-- Extrait du texte --
Notes d'allocution
Guy Berthiaume, Bibliothécaire et archiviste du Canada
Discours prononcé à la Conférence annuelle de l’Association archives de l’Ontario
London (Ontario)
Le 27 mai 2015
Ce discours fut prononcé en anglais. Ce texte en est une traduction.
Bon après-midi,
Quel honneur de me retrouver ici, pour prendre la parole à votre conférence annuelle!
Je suis également heureux de pouvoir discuter des efforts inlassables de BAC dans le cadre des droits et des responsabilités.
À titre d’institution de mémoire et d’organisme du gouvernement, notre rôle dans ce domaine est unique.
Cela vous intéresserait peut-être de savoir comment nous menons ces deux fonctions.
À mon avis, les documents d’archives sont plus importants que jamais dans notre société.
Il suffit d’écouter les nouvelles pour s’en convaincre.
La destruction si fréquente de documents historiques, comme des livres, des archives ou de vieux monuments de pierre, démontre clairement leur importance.
En effet, ceux qui sont contre la démocratie ne veulent pas que le passé puisse révéler ses secrets.
Comme vous le savez, BAC a pour mandat :
- de préserver le patrimoine documentaire du Canada pour les générations actuelles et futures;
- d’être la mémoire permanente de l’administration fédérale et de ses institutions.
Notre mandat de base n’a pas changé au fil des ans, mais le monde dans lequel nous le remplissons a subi bien des chambardements, et nous avons réagi en conséquence.
Quand j’ai assumé la direction de BAC, j’ai pris quatre engagements pour permettre à l’institution de s’adapter au monde qui l’entoure.

-- Lignes fournies --
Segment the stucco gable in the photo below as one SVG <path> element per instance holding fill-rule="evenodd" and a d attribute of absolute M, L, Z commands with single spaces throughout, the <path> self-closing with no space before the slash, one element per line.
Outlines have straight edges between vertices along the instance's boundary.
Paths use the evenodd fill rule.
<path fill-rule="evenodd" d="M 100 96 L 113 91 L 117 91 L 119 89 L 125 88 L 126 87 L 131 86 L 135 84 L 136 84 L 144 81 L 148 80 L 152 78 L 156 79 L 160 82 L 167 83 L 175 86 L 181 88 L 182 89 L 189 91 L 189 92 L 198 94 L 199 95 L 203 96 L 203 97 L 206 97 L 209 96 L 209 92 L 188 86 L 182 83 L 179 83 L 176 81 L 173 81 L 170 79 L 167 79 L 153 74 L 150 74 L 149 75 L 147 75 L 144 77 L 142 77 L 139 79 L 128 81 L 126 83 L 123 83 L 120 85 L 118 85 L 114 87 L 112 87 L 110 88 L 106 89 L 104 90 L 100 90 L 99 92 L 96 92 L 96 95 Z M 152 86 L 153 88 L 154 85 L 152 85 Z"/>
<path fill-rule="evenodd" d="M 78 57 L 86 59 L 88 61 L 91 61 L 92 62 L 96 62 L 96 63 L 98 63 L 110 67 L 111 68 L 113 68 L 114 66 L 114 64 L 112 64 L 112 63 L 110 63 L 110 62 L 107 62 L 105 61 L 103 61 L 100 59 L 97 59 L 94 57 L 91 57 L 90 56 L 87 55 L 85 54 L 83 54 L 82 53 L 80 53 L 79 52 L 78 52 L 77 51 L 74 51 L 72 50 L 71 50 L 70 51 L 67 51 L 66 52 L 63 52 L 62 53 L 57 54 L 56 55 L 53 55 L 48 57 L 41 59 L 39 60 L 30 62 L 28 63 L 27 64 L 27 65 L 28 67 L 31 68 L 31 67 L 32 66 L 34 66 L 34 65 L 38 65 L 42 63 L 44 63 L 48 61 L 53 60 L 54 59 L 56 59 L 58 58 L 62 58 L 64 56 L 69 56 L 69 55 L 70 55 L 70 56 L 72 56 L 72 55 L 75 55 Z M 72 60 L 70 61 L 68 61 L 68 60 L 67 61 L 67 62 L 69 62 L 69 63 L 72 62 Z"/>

-- Énoncé 1 --
D'après l'extrait du texte, combien d'engagements Guy Berthiaume a-t-il pris lorsqu'il a assumé la direction de BAC ?
-- Énoncé 2 --
Rédigez la suite du discours de Guy Berthiaume, à partir de la dernière phrase de l'extrait du texte.

-- Réponse 1 --
Il a pris quatre engagements.

-- Réponse 2 --
Les quatre engagements nous aident à remplir notre mandat, à protéger la démocratie et à préserver le patrimoine documentaire de notre nation.
Ils font de BAC une institution :
- résolument au service des clients;
- à l’avant-garde en matière d’archivistique, de bibliothéconomie et de nouvelles technologies grâce à la qualité de tout son personnel;
- proactive et inscrite dans des réseaux nationaux et internationaux, en position d’écoute et de respect;
- dotée d’un profil public plus affirmé.
Je présente ces engagements depuis un an, et ils ont été accueillis avec enthousiasme par le personnel, l’ensemble des partenaires et les clients.
Le premier engagement, être résolument au service des clients, est à la base de tous les autres.
Quand les questions de droits et de responsabilités qui intéressent les conférences comme la vôtre sont soulevées, c’est généralement parce que nous voulons assurer à la fois la sécurité et l’accessibilité des documents.
C’est un paradigme relativement nouveau dans le monde des archives.
Avant, nous mettions l’accent sur la conservation des documents d’archives.
L’accès était limité, et les demandes de consultation n’étaient pas toujours bien perçues.
Mais le Canada est devenu un pays numérique, et nos clients veulent maintenant à un accès instantané.
Comme je dis toujours, la conservation sans accès, ce n’est que du ramassage.
L’accès est donc le principal facteur qui motive les efforts de BAC.
Par exemple, nous élaborons un cadre de politique d’accès qui optimisera notre capacité de rendre les documents accessibles tout en respectant les cadres juridiques.
Je suis heureux de voir que vous êtes conscients de l’ampleur du défi que doivent relever ceux qui cherchent à atteindre un équilibre entre les droits et les responsabilités.
Un rapport publié récemment par le Conseil des académies canadiennes, À la fine pointe du monde numérique : possibilités pour les institutions de la mémoire collective au Canada, relève certains défis auxquels les bibliothèques et les archives canadiennes de l’ère numérique sont confrontées.
Il souligne notamment que la réalité numérique a chambardé la relation entre les institutions de mémoire et leurs clients.
Les clients proviennent de plus en plus souvent du grand public plutôt que de groupes de spécialistes ou d’associations professionnelles.
En effet, les Canadiens ont déjà acquis une grande maturité numérique, et ils veulent toujours plus de contenu en ligne qu’ils peuvent consulter rapidement.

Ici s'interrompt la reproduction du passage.